-- Start EXCERPTED RECORDS --

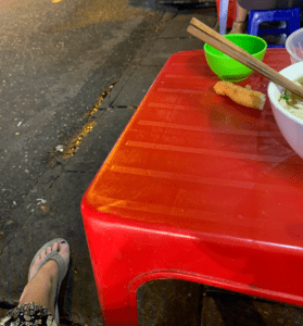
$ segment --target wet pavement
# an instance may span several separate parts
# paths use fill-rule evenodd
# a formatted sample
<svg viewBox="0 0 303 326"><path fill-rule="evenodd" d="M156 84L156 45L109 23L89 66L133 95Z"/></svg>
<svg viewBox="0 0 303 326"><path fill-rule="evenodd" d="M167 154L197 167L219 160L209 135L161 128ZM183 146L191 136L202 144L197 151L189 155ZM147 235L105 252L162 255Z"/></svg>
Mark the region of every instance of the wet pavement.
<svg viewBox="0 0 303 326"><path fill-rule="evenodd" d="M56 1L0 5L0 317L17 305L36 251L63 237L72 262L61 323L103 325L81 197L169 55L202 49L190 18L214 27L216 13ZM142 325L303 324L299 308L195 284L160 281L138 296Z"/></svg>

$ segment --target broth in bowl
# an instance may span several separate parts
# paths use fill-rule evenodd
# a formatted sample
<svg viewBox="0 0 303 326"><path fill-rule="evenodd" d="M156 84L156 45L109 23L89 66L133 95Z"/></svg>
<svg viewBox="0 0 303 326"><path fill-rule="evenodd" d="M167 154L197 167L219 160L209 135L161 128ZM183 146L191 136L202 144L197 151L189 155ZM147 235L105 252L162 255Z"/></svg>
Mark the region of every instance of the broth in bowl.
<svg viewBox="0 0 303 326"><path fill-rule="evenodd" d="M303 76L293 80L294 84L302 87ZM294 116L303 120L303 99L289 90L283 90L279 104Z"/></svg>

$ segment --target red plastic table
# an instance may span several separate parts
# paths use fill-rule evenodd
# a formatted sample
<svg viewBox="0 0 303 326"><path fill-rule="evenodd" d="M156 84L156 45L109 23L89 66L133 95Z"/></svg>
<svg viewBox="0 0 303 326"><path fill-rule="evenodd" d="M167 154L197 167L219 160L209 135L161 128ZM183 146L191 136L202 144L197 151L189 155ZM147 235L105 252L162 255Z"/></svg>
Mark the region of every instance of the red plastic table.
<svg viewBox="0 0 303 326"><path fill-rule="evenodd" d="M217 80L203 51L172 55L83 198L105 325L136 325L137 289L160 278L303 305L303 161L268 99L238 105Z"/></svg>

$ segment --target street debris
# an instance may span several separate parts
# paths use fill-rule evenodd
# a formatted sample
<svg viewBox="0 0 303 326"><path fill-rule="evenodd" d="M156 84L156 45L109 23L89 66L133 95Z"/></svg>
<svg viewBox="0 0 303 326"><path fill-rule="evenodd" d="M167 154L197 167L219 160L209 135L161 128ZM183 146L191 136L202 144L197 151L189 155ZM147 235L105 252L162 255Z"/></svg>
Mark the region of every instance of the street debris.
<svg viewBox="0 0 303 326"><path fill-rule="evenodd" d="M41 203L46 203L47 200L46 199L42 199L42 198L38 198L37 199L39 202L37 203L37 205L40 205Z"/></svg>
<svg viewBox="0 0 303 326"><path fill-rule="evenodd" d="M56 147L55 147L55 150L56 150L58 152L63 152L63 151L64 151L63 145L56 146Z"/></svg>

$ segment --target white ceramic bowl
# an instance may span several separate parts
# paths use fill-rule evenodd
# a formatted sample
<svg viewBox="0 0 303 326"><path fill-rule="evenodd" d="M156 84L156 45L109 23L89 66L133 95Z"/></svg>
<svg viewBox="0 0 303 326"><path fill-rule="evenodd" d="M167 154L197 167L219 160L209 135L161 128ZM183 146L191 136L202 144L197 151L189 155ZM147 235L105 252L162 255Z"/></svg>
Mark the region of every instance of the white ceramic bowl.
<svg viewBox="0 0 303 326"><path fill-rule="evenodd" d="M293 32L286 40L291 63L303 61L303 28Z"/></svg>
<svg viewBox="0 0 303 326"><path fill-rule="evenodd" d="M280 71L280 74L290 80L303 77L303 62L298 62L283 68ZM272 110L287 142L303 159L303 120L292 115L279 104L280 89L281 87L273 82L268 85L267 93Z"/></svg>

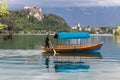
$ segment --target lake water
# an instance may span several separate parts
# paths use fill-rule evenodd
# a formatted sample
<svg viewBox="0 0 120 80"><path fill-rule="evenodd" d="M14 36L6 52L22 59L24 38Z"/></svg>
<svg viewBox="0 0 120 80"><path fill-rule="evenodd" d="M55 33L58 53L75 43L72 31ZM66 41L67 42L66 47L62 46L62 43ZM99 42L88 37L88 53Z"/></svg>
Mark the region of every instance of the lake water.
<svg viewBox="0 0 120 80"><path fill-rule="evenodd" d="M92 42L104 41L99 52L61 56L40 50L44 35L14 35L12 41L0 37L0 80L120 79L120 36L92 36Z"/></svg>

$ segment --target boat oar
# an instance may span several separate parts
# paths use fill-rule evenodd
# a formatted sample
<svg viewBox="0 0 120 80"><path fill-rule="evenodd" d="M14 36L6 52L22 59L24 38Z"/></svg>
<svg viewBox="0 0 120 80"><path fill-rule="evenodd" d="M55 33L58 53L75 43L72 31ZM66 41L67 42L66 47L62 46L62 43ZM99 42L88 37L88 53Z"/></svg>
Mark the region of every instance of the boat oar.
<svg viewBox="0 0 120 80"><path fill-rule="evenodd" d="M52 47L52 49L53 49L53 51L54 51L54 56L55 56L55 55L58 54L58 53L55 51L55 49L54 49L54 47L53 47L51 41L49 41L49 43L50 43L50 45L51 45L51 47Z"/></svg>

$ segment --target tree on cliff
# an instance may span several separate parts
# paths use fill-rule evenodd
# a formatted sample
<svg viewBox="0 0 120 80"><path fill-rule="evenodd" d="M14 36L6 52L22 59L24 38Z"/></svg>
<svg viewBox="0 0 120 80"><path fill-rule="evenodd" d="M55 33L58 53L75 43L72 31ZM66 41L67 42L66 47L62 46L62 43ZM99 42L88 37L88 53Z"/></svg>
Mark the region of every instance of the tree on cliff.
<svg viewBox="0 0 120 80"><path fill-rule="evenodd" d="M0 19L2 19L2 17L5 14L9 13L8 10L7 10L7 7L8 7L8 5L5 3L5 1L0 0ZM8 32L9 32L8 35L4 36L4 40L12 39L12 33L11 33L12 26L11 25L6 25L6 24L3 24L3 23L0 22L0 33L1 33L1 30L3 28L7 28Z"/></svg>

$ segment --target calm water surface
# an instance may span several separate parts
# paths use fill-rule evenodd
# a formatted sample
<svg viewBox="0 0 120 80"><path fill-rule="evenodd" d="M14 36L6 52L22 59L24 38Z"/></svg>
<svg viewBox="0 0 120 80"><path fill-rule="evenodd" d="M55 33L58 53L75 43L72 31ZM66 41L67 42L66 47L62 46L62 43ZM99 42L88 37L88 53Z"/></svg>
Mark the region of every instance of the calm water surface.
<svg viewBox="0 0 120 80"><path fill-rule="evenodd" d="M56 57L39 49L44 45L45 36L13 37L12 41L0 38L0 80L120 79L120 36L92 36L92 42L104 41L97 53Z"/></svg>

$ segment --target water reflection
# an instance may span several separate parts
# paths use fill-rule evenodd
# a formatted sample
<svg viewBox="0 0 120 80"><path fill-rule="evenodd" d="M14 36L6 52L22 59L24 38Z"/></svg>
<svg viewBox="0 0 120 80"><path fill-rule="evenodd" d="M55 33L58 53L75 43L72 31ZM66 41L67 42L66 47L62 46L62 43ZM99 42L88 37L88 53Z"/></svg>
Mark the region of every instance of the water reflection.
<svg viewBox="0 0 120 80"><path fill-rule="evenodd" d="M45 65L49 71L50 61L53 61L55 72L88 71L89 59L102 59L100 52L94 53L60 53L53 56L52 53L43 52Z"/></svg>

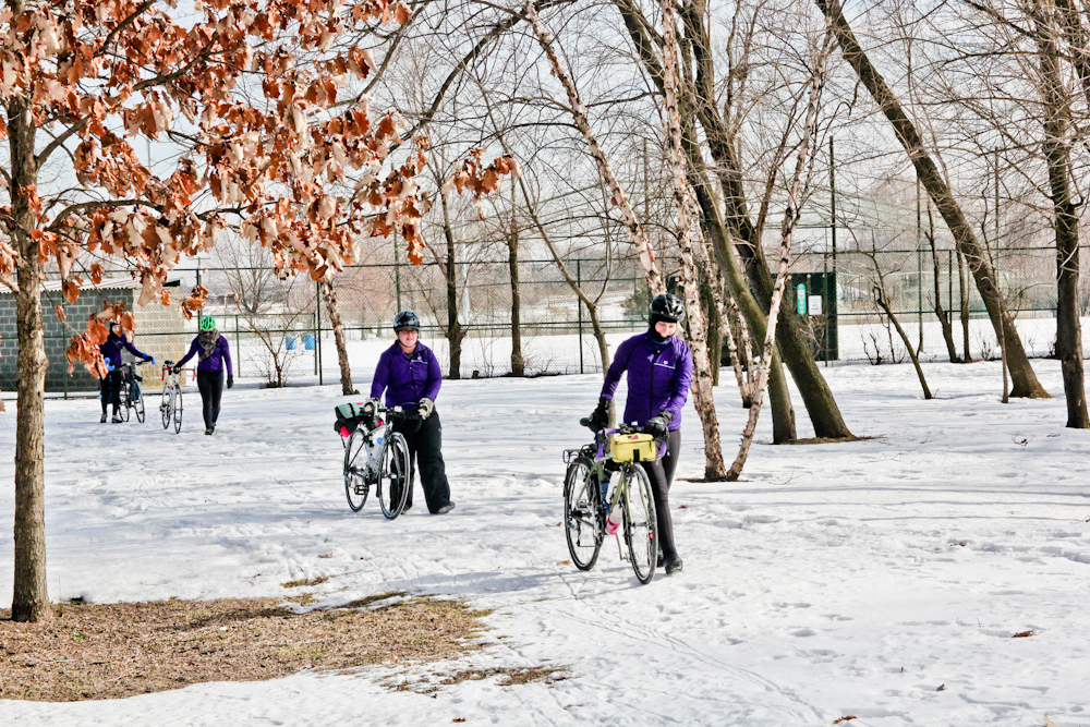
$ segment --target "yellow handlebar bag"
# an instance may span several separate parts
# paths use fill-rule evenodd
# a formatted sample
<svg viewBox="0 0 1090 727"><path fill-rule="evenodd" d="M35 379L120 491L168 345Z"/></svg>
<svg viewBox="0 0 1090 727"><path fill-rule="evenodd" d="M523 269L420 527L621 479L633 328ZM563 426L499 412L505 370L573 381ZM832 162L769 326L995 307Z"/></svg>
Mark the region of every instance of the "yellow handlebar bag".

-- End EXCERPTED RECORDS --

#### WRITTEN REQUEST
Render the lines of the listing between the line containing "--target tree on cliff" and the line containing "19L2 19L2 17L5", inclusive, as a JSON array of strings with one string per line and any blank lines omitted.

#### THE ANSWER
[
  "$ segment --target tree on cliff",
  "# an instance may span several separate parts",
  "# paths use fill-rule evenodd",
  "# a formatted sample",
  "<svg viewBox=\"0 0 120 80\"><path fill-rule=\"evenodd\" d=\"M14 36L6 52L22 59L24 38Z\"/></svg>",
  "<svg viewBox=\"0 0 120 80\"><path fill-rule=\"evenodd\" d=\"M55 33L58 53L75 43L72 31ZM66 41L67 42L66 47L62 46L62 43ZM99 42L88 37L88 53Z\"/></svg>",
  "Mark the region of every instance of the tree on cliff.",
  "<svg viewBox=\"0 0 120 80\"><path fill-rule=\"evenodd\" d=\"M0 19L2 19L2 17L5 14L9 13L8 10L7 10L7 7L8 7L8 5L5 3L5 1L0 0ZM8 32L9 32L8 35L4 36L4 40L12 39L12 33L11 33L12 26L11 25L6 25L6 24L3 24L3 23L0 22L0 33L1 33L1 30L3 28L7 28Z\"/></svg>"
]